▸ WRITTEN TASK
Rewrite the data from the start through the line containing "point(197, 198)", swapping every "woman's" for "girl's" and leaving everything else unchanged.

▸ LISTING
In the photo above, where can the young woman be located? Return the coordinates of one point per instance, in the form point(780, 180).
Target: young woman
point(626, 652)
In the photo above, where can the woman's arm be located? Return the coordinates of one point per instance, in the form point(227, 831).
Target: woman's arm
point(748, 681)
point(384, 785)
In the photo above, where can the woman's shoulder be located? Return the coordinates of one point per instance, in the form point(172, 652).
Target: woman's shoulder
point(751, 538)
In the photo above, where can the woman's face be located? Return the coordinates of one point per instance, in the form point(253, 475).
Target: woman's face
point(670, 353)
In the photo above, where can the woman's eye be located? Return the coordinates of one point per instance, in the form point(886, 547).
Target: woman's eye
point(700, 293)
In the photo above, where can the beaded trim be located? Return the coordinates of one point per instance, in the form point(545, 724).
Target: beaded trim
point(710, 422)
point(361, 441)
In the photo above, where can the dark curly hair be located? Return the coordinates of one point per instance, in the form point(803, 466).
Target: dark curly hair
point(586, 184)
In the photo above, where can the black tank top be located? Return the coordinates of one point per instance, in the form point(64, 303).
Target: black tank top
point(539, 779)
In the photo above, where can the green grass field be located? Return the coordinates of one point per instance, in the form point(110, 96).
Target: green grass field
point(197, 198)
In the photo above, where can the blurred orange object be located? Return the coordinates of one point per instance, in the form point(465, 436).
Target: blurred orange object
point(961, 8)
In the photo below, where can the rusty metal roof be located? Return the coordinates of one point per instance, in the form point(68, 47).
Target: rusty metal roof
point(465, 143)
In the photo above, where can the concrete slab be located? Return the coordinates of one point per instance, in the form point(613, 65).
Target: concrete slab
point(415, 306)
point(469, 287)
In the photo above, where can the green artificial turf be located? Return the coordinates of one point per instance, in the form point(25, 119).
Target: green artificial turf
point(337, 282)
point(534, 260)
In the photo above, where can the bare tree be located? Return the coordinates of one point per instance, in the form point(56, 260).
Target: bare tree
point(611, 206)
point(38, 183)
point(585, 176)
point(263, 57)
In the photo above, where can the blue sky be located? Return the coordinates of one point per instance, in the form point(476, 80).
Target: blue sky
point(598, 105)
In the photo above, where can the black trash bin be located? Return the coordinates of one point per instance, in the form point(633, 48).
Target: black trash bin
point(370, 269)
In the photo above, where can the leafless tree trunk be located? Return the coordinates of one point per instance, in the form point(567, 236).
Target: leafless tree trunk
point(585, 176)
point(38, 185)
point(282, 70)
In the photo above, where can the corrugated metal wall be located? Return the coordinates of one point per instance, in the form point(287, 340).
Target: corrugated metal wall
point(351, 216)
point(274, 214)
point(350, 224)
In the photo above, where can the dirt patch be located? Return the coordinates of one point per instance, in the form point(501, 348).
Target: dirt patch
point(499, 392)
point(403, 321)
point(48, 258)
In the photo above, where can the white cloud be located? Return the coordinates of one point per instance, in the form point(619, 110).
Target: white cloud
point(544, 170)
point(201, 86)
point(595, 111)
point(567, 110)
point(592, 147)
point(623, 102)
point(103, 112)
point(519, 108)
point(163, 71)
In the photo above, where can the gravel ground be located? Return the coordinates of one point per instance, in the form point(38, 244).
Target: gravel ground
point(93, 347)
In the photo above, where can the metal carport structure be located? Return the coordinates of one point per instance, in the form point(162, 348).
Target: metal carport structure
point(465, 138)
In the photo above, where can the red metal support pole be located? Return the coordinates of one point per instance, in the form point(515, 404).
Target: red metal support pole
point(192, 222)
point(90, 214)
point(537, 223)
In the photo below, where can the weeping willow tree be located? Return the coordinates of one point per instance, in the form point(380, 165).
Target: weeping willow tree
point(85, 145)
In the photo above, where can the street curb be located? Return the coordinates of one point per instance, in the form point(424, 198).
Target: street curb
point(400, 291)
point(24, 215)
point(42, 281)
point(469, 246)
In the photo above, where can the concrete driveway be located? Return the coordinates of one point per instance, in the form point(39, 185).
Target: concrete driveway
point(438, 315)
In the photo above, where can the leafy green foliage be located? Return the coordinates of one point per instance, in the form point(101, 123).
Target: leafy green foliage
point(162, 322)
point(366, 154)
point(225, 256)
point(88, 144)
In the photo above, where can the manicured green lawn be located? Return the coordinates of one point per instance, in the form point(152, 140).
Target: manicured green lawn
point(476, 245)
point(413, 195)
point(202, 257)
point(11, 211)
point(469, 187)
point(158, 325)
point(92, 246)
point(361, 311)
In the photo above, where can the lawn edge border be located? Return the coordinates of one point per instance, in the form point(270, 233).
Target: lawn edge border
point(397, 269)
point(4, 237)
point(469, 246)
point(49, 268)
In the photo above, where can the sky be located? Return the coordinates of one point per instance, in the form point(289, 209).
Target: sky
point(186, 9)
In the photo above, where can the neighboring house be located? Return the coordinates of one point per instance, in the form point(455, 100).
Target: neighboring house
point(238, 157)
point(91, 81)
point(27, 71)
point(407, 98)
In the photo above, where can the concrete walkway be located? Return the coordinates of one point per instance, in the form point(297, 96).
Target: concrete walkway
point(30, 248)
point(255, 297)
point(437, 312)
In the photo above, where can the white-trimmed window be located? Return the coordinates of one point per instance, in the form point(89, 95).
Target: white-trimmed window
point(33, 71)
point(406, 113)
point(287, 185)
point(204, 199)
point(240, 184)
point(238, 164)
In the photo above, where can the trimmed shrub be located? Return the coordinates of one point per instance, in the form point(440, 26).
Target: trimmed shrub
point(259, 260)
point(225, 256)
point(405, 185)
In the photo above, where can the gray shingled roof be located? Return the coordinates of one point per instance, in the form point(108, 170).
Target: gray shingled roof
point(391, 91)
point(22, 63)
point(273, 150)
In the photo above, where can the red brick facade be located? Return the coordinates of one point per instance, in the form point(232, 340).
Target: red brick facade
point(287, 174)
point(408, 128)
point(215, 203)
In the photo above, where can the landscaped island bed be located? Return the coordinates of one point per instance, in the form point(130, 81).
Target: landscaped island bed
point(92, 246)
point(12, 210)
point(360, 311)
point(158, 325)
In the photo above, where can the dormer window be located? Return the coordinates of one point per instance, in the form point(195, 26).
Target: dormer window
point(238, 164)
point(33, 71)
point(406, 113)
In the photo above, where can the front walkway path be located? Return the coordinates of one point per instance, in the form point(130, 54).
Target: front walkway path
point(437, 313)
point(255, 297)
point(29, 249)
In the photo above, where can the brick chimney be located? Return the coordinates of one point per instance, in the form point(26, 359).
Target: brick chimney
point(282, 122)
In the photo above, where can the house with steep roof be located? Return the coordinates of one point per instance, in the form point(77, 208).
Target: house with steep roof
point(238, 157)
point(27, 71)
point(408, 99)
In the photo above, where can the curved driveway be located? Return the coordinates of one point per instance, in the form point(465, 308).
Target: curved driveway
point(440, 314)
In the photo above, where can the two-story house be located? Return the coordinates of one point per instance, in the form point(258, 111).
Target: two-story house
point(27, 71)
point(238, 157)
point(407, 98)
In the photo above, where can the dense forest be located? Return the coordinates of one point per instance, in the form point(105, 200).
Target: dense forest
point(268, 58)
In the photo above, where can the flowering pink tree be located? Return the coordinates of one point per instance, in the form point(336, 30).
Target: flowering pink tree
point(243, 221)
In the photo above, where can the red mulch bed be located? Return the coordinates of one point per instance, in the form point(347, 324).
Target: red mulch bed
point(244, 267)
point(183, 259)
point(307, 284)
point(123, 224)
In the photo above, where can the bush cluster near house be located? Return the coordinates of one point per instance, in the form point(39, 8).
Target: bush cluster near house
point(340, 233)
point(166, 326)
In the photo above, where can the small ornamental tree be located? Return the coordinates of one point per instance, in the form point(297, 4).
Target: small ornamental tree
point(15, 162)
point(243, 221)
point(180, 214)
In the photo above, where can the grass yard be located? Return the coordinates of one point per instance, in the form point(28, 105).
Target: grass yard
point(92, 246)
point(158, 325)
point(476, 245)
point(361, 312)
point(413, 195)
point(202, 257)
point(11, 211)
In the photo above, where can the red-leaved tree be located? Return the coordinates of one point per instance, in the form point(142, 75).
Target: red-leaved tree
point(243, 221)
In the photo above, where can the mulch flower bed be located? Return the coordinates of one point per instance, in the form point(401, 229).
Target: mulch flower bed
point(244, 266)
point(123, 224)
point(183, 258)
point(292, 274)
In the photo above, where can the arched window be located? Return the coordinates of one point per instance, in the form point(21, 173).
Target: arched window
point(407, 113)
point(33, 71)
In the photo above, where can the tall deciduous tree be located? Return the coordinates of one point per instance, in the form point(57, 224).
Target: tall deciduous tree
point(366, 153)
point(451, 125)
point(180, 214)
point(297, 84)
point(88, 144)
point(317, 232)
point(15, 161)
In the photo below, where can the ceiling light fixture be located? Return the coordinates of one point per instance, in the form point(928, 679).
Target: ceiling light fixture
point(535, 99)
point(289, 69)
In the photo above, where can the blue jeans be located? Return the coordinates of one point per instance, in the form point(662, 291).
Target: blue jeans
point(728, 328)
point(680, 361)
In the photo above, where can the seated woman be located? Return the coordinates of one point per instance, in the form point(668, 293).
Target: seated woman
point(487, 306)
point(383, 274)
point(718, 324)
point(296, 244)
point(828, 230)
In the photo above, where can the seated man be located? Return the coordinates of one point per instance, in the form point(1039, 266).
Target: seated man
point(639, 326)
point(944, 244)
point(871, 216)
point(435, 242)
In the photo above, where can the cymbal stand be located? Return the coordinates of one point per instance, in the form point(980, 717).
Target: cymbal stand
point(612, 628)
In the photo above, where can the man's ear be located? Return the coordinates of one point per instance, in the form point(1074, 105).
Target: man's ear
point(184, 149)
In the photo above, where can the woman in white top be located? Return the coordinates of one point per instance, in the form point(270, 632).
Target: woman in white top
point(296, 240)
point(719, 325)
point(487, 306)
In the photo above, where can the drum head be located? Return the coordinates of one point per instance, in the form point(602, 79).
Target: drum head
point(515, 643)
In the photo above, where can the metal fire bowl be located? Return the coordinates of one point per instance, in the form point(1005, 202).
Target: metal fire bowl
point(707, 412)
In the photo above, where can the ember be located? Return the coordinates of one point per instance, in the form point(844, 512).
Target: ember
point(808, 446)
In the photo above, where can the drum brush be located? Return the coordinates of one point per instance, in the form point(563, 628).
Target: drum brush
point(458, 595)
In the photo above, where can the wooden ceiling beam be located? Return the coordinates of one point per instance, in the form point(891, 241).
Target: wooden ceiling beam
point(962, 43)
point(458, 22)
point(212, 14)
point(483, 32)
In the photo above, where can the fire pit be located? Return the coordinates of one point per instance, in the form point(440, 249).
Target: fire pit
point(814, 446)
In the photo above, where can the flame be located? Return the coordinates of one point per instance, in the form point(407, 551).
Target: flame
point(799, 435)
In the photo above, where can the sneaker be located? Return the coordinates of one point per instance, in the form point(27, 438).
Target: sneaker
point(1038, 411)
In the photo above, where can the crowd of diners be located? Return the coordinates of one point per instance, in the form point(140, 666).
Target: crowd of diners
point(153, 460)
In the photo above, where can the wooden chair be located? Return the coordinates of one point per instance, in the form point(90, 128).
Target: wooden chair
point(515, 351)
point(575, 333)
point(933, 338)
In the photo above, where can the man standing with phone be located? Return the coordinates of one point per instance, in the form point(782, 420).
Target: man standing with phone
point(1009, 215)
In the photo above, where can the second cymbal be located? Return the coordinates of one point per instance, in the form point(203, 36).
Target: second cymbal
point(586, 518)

▸ RESPONSE
In the photo above, where can the young woman be located? Return the coordinates of one point per instance, in the form point(780, 180).
Target: young woman
point(626, 652)
In the photo above, where can the girl's arm be located? Return the coordinates of one point per instance, in the form point(227, 831).
Target: girl's arm
point(748, 681)
point(384, 785)
In the photo above, where can the girl's shoulder be located? Return the coordinates of one point per instance, in the form point(172, 652).
Target: girl's shoulder
point(751, 538)
In the photo above, where can the girl's face be located? Return the coordinates of one point per instance, in the form point(253, 475).
Target: girl's face
point(670, 353)
In the photo above, where can the girl's eye be located? Return the coordinates of one point per instance, in the form point(886, 547).
Target: girl's eye
point(700, 293)
In the photo above, where can the beaded trim be located? Return the coordinates of one point per instance, in the form point(545, 724).
Target: beaded trim
point(710, 422)
point(361, 441)
In the photo above, where can the dark curly hair be located? Return the coordinates of one point per instance, in the form point(803, 466).
Target: dark curly hair
point(586, 184)
In the photo above, where can the black tank top be located? Return the coordinates of one point per instance, in the form point(64, 303).
Target: black tank top
point(539, 779)
In the photo above, where can the green grass field be located? Return the coordinates of one point per instance, in the form point(110, 96).
Target: green grass field
point(197, 198)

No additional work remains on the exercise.